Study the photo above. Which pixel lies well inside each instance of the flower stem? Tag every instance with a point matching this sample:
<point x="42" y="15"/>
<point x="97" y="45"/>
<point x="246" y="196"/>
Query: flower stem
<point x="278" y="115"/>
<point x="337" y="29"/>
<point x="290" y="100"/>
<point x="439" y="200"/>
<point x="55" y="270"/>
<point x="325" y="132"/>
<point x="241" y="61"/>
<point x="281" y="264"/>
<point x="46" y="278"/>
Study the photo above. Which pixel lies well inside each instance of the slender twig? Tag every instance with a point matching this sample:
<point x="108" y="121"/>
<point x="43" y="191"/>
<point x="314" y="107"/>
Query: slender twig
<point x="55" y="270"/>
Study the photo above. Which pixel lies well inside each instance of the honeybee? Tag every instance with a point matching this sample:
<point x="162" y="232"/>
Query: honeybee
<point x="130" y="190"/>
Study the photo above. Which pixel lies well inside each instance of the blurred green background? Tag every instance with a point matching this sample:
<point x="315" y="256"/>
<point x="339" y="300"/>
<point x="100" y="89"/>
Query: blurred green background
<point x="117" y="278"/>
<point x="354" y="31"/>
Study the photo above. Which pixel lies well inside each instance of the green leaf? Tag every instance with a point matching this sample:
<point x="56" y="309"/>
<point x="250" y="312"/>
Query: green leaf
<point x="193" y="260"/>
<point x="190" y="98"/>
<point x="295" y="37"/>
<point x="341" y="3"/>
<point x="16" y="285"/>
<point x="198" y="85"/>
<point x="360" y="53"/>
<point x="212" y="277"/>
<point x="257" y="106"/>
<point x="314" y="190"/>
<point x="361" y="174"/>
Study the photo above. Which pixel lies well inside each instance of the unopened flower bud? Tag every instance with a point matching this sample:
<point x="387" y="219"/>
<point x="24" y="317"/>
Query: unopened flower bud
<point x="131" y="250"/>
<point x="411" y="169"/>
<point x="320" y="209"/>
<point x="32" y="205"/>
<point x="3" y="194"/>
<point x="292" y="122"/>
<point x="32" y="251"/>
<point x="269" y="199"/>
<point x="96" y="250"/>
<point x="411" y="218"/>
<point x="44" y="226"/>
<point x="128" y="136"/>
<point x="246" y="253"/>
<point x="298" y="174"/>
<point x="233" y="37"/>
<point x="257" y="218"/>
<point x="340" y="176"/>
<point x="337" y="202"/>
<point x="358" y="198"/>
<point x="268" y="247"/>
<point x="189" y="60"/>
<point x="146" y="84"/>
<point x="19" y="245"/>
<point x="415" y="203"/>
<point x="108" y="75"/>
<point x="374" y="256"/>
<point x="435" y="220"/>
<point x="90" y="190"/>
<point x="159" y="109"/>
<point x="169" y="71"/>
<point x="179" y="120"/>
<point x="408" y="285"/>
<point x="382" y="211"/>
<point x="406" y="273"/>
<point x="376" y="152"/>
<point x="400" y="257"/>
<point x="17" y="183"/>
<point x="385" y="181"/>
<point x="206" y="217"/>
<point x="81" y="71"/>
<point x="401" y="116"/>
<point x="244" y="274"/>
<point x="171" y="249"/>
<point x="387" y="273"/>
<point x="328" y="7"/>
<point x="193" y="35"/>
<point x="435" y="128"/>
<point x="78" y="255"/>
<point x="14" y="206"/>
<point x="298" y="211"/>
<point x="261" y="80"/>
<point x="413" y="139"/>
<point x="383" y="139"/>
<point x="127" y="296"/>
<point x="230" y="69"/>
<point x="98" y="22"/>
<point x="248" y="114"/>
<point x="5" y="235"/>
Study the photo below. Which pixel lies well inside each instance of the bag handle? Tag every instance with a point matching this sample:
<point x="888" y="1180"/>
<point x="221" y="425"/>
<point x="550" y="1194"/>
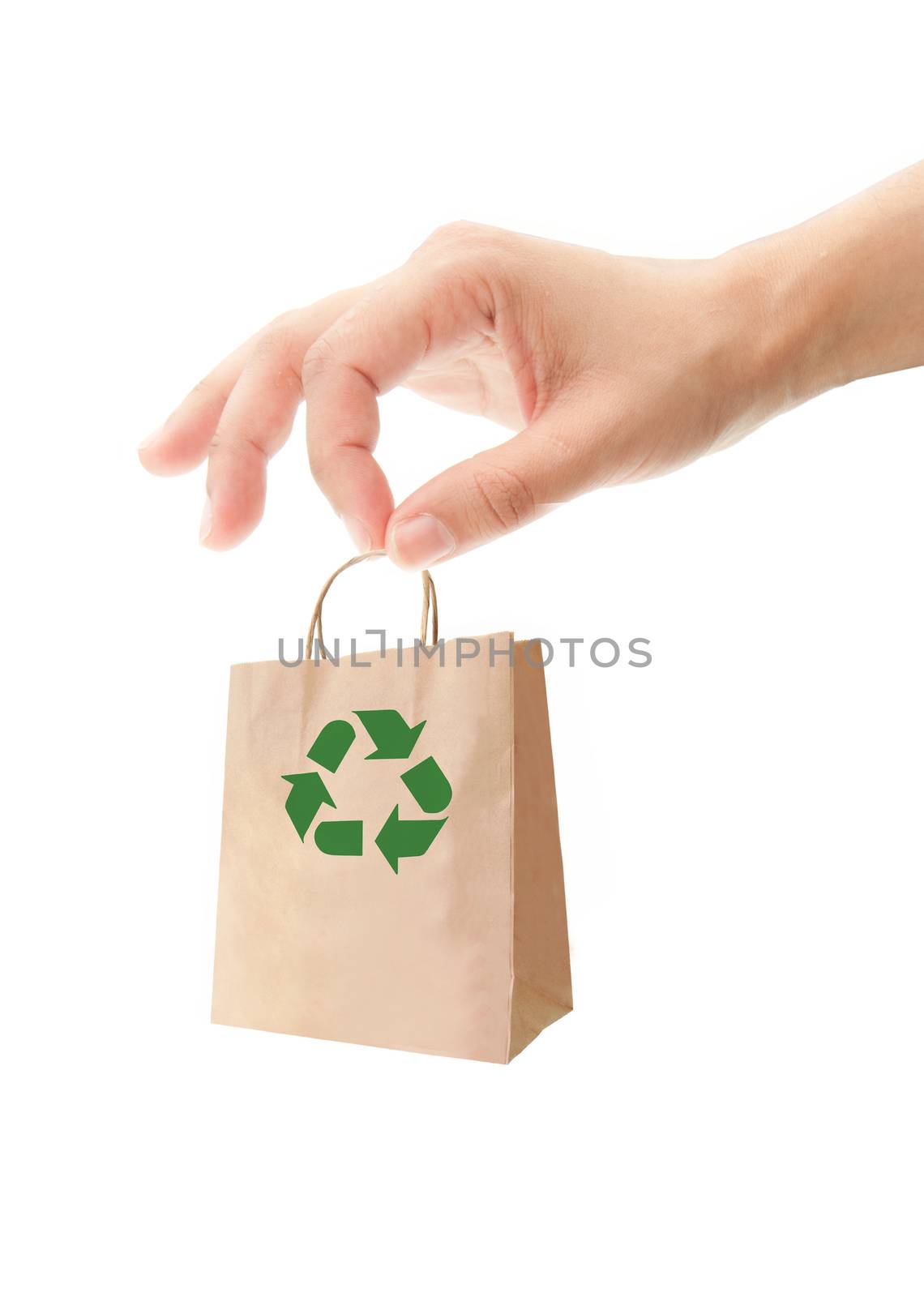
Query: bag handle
<point x="429" y="614"/>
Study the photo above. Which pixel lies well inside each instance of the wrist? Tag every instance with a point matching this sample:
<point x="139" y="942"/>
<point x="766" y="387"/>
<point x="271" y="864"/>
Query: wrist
<point x="789" y="322"/>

GOAL OF THE EXERCISE
Leaving the pictures aside, transcribe the entire listing exactly.

TASK RESPONSE
Study the photo above. Which pixel lies well inside each instance of the flower stem? Tag every instance with a point matching this sample:
<point x="42" y="15"/>
<point x="97" y="45"/>
<point x="246" y="196"/>
Query: flower stem
<point x="278" y="115"/>
<point x="337" y="29"/>
<point x="290" y="100"/>
<point x="439" y="200"/>
<point x="55" y="270"/>
<point x="325" y="132"/>
<point x="241" y="61"/>
<point x="281" y="264"/>
<point x="46" y="278"/>
Study the photo above. Which pixel lies well inside each instance of the slender twig? Tag every instance with a point matching this sample:
<point x="108" y="121"/>
<point x="43" y="191"/>
<point x="314" y="107"/>
Query: slender twig
<point x="55" y="270"/>
Study the photo above. Which pixel lies well inside each instance of the honeybee? Tag every instance with a point matching this sample:
<point x="162" y="232"/>
Query: honeybee
<point x="130" y="190"/>
Study the photo above. Which pixel lies well inside each instance of the blurred green background? Tag every instance with a point matching this sample:
<point x="315" y="256"/>
<point x="339" y="300"/>
<point x="100" y="89"/>
Query: blurred green background
<point x="117" y="278"/>
<point x="354" y="31"/>
Study the photo above. Which pixel lies well inside each instance of the green leaf? Tag every instance with a point matching this sample:
<point x="56" y="309"/>
<point x="250" y="312"/>
Query: green leaf
<point x="193" y="260"/>
<point x="190" y="98"/>
<point x="295" y="37"/>
<point x="341" y="3"/>
<point x="16" y="285"/>
<point x="198" y="85"/>
<point x="360" y="53"/>
<point x="212" y="277"/>
<point x="257" y="106"/>
<point x="314" y="190"/>
<point x="361" y="174"/>
Study the photo above. Which pixel lies well inside each instance of the unopened flower bud? Tag every instance with a point matching this sample:
<point x="387" y="219"/>
<point x="24" y="317"/>
Query: unopened flower bud
<point x="131" y="250"/>
<point x="411" y="169"/>
<point x="320" y="209"/>
<point x="32" y="205"/>
<point x="3" y="194"/>
<point x="292" y="122"/>
<point x="32" y="251"/>
<point x="269" y="199"/>
<point x="96" y="250"/>
<point x="411" y="218"/>
<point x="44" y="226"/>
<point x="128" y="136"/>
<point x="246" y="253"/>
<point x="298" y="174"/>
<point x="233" y="37"/>
<point x="257" y="218"/>
<point x="340" y="176"/>
<point x="337" y="202"/>
<point x="358" y="198"/>
<point x="268" y="247"/>
<point x="189" y="60"/>
<point x="146" y="84"/>
<point x="19" y="245"/>
<point x="415" y="203"/>
<point x="108" y="75"/>
<point x="374" y="256"/>
<point x="435" y="220"/>
<point x="90" y="190"/>
<point x="159" y="109"/>
<point x="169" y="71"/>
<point x="179" y="120"/>
<point x="408" y="285"/>
<point x="382" y="211"/>
<point x="406" y="273"/>
<point x="376" y="152"/>
<point x="400" y="257"/>
<point x="17" y="183"/>
<point x="385" y="181"/>
<point x="206" y="217"/>
<point x="81" y="71"/>
<point x="401" y="116"/>
<point x="244" y="274"/>
<point x="171" y="249"/>
<point x="387" y="273"/>
<point x="328" y="7"/>
<point x="193" y="35"/>
<point x="435" y="128"/>
<point x="78" y="255"/>
<point x="14" y="206"/>
<point x="298" y="211"/>
<point x="261" y="80"/>
<point x="413" y="139"/>
<point x="383" y="139"/>
<point x="127" y="296"/>
<point x="230" y="69"/>
<point x="98" y="22"/>
<point x="248" y="114"/>
<point x="5" y="235"/>
Study the photo below. Which pixel lies well inside each instance of the bag handle? Tag every instance with a point matching this sample:
<point x="888" y="1180"/>
<point x="221" y="425"/>
<point x="550" y="1194"/>
Query: bag handle
<point x="429" y="614"/>
Study the photo above. Which pixel lies well inside each instance of the wrist? Tag every instance with a point matching this sample:
<point x="139" y="942"/>
<point x="766" y="387"/>
<point x="271" y="864"/>
Query: wrist
<point x="789" y="322"/>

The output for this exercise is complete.